Report each line in the rows below that contains the string "target".

====== INFORMATION PROVIDED

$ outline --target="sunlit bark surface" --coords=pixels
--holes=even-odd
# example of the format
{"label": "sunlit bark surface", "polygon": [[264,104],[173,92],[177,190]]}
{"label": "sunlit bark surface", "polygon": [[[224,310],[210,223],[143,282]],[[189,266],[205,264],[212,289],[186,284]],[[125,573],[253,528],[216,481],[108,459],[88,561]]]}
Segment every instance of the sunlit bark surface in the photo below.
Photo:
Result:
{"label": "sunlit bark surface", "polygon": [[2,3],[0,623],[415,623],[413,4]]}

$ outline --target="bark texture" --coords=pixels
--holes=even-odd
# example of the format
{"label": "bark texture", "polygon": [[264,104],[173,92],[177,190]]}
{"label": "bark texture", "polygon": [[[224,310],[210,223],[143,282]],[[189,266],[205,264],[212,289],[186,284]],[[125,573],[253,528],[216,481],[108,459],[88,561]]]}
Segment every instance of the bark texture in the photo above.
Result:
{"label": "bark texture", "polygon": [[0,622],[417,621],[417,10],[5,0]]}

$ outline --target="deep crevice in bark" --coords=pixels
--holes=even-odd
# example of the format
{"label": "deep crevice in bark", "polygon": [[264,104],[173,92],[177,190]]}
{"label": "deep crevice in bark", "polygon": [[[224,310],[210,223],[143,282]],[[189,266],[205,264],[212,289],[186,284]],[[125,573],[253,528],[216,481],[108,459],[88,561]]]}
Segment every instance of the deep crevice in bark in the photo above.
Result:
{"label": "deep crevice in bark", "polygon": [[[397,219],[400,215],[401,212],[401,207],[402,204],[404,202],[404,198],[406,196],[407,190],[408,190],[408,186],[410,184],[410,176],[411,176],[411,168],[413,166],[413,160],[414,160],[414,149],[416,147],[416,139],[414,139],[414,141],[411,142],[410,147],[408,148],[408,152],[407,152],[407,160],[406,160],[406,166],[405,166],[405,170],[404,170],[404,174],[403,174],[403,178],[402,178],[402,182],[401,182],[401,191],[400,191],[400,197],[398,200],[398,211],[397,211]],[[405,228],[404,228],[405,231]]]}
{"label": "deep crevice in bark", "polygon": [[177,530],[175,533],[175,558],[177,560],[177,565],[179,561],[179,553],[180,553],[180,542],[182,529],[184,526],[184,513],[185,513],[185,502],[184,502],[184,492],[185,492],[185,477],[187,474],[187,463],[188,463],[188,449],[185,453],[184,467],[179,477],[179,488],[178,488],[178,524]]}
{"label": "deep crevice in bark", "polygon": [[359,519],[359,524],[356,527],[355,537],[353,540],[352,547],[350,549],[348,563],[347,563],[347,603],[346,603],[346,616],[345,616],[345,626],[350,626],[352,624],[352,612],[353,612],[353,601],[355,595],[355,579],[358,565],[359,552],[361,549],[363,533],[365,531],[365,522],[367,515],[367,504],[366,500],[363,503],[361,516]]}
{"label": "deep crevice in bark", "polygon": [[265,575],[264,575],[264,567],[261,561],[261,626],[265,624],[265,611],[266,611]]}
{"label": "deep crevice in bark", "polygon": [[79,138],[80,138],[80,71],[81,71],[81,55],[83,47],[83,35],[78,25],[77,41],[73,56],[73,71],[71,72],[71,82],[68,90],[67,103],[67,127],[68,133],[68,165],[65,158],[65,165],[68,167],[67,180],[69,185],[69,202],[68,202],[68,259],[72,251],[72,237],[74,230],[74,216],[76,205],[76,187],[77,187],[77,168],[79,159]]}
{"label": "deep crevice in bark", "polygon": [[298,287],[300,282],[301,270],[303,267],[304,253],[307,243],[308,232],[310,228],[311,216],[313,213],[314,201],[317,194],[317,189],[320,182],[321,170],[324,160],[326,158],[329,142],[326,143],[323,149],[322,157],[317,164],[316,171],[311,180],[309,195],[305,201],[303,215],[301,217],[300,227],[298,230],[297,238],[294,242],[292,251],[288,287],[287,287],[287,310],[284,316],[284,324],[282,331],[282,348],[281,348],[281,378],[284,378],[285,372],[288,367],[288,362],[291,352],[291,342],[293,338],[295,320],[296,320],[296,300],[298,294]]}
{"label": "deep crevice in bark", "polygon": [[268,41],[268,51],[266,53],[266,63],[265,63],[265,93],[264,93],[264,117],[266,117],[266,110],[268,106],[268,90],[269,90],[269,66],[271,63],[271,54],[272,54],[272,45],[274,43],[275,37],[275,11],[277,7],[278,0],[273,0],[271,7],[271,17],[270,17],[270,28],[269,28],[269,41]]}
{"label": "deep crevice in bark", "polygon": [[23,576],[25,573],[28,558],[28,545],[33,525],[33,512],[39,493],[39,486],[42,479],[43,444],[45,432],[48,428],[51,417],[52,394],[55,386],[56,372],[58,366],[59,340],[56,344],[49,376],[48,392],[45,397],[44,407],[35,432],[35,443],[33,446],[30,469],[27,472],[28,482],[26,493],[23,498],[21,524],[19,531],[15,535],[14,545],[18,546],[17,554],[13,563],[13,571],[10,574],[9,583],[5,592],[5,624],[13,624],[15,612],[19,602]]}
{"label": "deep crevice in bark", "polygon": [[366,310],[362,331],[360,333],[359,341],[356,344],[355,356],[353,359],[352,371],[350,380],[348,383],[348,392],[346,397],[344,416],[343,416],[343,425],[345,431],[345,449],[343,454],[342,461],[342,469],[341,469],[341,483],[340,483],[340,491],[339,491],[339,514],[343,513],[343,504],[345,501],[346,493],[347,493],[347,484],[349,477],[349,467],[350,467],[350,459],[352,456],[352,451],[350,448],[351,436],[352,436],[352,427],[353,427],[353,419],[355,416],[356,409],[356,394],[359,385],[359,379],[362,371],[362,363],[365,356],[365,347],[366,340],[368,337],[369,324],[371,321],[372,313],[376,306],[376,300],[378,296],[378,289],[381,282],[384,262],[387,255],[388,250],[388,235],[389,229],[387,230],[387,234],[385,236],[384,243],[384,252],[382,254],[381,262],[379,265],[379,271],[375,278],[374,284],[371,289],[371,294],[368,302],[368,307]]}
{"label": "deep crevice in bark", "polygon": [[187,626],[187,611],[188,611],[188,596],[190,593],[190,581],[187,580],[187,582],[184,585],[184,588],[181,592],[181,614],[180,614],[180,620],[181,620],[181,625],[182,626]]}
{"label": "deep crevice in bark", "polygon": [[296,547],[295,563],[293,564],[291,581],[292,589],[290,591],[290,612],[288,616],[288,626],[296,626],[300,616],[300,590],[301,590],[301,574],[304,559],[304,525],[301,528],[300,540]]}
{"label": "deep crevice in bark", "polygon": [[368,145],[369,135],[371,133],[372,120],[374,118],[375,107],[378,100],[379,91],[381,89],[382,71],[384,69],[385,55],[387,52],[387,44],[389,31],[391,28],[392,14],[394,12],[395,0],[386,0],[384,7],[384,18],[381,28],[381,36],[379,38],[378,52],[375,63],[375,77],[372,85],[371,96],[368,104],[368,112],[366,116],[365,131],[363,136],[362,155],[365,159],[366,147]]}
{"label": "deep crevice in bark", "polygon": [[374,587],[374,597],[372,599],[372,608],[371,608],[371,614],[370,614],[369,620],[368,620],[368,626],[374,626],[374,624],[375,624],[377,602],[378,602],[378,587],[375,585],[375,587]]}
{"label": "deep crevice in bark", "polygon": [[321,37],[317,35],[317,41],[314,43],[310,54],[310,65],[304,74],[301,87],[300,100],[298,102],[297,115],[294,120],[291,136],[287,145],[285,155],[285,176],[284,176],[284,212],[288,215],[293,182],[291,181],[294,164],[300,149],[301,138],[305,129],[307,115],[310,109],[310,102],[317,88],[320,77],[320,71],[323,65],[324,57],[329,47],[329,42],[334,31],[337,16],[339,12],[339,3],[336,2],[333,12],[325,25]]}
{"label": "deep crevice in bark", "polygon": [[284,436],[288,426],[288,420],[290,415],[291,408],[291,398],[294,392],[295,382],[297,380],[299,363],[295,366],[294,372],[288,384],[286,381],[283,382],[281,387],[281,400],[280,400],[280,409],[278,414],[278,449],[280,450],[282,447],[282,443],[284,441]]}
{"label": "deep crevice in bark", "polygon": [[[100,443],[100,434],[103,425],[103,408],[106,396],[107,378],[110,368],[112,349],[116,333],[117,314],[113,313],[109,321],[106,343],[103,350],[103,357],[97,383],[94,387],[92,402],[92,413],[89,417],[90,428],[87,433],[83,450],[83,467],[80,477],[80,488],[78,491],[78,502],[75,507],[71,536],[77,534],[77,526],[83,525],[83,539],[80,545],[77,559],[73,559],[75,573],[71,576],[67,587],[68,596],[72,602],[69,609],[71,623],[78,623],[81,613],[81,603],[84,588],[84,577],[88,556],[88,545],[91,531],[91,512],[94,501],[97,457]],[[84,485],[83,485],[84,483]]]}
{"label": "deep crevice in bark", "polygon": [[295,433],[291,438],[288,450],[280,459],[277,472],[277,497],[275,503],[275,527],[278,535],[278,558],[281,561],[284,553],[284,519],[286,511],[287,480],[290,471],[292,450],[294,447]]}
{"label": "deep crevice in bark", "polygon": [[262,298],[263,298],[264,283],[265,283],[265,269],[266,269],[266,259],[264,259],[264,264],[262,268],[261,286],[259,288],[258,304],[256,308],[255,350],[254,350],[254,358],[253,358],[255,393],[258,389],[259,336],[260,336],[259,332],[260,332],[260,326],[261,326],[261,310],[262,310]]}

============

TASK ANSWER:
$ outline --target="sunlit bark surface" --coords=pixels
$ outline --target="bark texture" --coords=pixels
$ outline --target="deep crevice in bark" --coords=pixels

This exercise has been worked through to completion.